Extracted entries »
_ _ _ _

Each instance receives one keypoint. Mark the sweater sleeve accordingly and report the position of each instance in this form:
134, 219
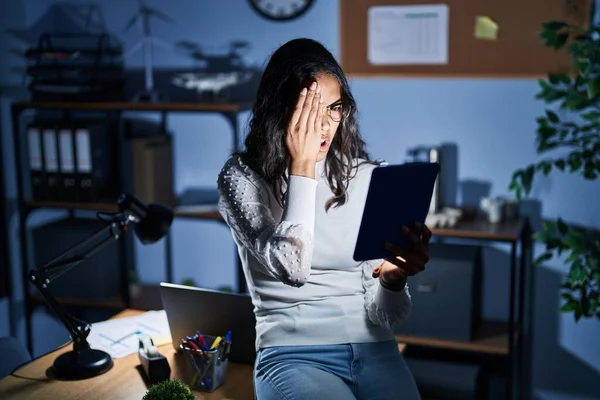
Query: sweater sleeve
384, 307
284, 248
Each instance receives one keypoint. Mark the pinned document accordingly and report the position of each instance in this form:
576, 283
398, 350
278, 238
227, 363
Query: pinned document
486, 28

_ _ _ _

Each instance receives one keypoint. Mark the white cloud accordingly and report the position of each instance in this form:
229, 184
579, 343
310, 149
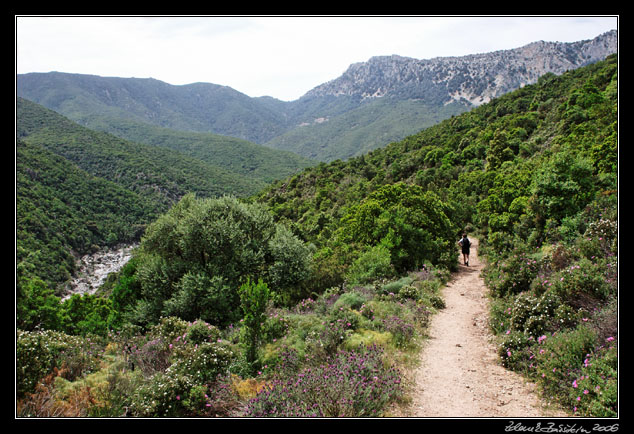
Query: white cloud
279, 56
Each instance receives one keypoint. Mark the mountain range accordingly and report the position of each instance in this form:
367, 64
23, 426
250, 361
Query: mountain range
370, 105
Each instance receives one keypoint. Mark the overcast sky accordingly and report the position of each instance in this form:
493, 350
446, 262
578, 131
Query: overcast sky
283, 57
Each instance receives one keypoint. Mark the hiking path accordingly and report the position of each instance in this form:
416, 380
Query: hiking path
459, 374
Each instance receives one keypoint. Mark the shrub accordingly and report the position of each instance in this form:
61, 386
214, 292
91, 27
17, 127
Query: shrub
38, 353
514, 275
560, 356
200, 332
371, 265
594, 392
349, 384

_ _ _ _

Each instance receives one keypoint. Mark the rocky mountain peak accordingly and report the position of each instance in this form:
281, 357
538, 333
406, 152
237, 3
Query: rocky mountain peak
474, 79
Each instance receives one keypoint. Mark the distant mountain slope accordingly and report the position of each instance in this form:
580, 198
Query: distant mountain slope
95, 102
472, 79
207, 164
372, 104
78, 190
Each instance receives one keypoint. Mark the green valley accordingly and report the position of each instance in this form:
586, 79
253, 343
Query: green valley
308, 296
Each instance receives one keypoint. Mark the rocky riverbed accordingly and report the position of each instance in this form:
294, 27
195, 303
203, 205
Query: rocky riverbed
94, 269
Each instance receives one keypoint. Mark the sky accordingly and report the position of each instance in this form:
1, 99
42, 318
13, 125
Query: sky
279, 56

_ _ _ _

What is expected »
Show each line of the data above that contains the word "green".

Answer to this problem »
Each instance receives one keypoint. Mark the green valley accordingly and report the position of each instance in this form:
Query: green valley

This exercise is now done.